> **Task description**:
Produce a character-for-character copy of the data below.

===== Extracted material =====

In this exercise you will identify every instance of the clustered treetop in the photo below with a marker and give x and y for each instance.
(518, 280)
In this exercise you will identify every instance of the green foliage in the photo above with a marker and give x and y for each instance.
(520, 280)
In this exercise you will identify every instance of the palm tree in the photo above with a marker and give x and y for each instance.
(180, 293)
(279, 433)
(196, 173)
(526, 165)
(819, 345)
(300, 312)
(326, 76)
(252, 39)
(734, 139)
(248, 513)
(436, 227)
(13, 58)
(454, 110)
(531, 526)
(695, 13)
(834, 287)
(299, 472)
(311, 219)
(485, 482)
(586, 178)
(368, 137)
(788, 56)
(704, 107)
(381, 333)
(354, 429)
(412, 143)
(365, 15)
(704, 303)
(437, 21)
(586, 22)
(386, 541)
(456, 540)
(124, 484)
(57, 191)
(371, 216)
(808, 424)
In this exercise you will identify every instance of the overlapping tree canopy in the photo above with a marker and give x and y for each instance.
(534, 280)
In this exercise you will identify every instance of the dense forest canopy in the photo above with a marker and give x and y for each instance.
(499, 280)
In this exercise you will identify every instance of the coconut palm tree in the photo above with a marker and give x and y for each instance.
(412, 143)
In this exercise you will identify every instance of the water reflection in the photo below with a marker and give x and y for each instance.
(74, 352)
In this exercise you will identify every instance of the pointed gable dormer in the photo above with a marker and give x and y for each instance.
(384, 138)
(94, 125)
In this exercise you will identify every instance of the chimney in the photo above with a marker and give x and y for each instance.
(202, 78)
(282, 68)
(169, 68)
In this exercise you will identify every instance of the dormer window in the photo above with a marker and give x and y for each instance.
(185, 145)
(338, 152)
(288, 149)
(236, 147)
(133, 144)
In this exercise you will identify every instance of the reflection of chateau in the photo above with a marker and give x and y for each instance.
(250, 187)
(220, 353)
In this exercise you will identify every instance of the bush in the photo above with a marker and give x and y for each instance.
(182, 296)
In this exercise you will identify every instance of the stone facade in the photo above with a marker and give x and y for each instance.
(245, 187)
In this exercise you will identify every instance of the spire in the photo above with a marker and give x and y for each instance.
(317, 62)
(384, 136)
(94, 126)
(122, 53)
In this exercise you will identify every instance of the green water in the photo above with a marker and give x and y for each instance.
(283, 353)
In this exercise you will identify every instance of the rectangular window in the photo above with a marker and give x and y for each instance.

=====

> **Written response**:
In this exercise you will identify every instance of the clustered treetop in the photo below with a marker and give x and y for each instance.
(518, 280)
In this exercise you will identify every instance of the green foliage in the photo above with a marker and give x and y for each instance.
(520, 280)
In this exercise you will identify every instance of the palm tree in the photo above with a marker and give x and y for each instance.
(180, 293)
(279, 433)
(196, 173)
(526, 165)
(819, 345)
(300, 312)
(326, 76)
(252, 39)
(734, 139)
(248, 513)
(436, 227)
(13, 58)
(454, 110)
(531, 526)
(695, 13)
(834, 287)
(299, 472)
(311, 219)
(485, 482)
(586, 178)
(368, 137)
(788, 56)
(704, 107)
(381, 333)
(354, 429)
(412, 143)
(365, 15)
(704, 303)
(437, 21)
(586, 22)
(386, 541)
(456, 540)
(124, 484)
(57, 191)
(371, 216)
(808, 424)
In this exercise you will identify every instance of the overlapping tree canopy in the photo above with a marker and give x and y for each instance.
(534, 280)
In this exercise you will identify every instance of the dense forest canopy in the photo above with a marker and give x and y for each instance.
(499, 280)
In this exercise you will identify every instance of the coconut palm tree in the photo above with a marker and give x and y for each instance.
(412, 143)
In this exercise you will identify every instance of the water reflection in the photo below with a marker and give x and y for each instance.
(74, 352)
In this exercise you will identify every instance of the pointed gable dormer in the photo above with a marker and give x and y for each instance.
(384, 138)
(94, 125)
In this exercise you will identify every instance of the chimney in the photo above with a marker and give x and y for each instance.
(202, 78)
(282, 68)
(169, 68)
In this exercise you will identify every instance of the dormer window in the photo above with a marker and give x and y for each instance.
(185, 145)
(338, 152)
(288, 149)
(236, 147)
(133, 144)
In this exercise you will identify every instance of the reflection of chateau in the photo above with a marker and give x and y for each instance.
(250, 187)
(220, 353)
In this exercise you will identify every instance of the bush in the photo above with a marker and give x and y for each instance.
(182, 296)
In this exercise you will identify every instance of the stone facade in the photo above with a marker and give x and y for each instance.
(245, 187)
In this exercise you will identify every instance of the spire in the photo above with a marker and give x and y for each instance.
(317, 62)
(384, 136)
(94, 126)
(122, 53)
In this exercise you will identify every instance of the green water in the photo above with a marker and give x and y for each instance.
(283, 353)
In this exercise you will identify every instance of the rectangular window in the photo above with a marker and give x and y for each instance.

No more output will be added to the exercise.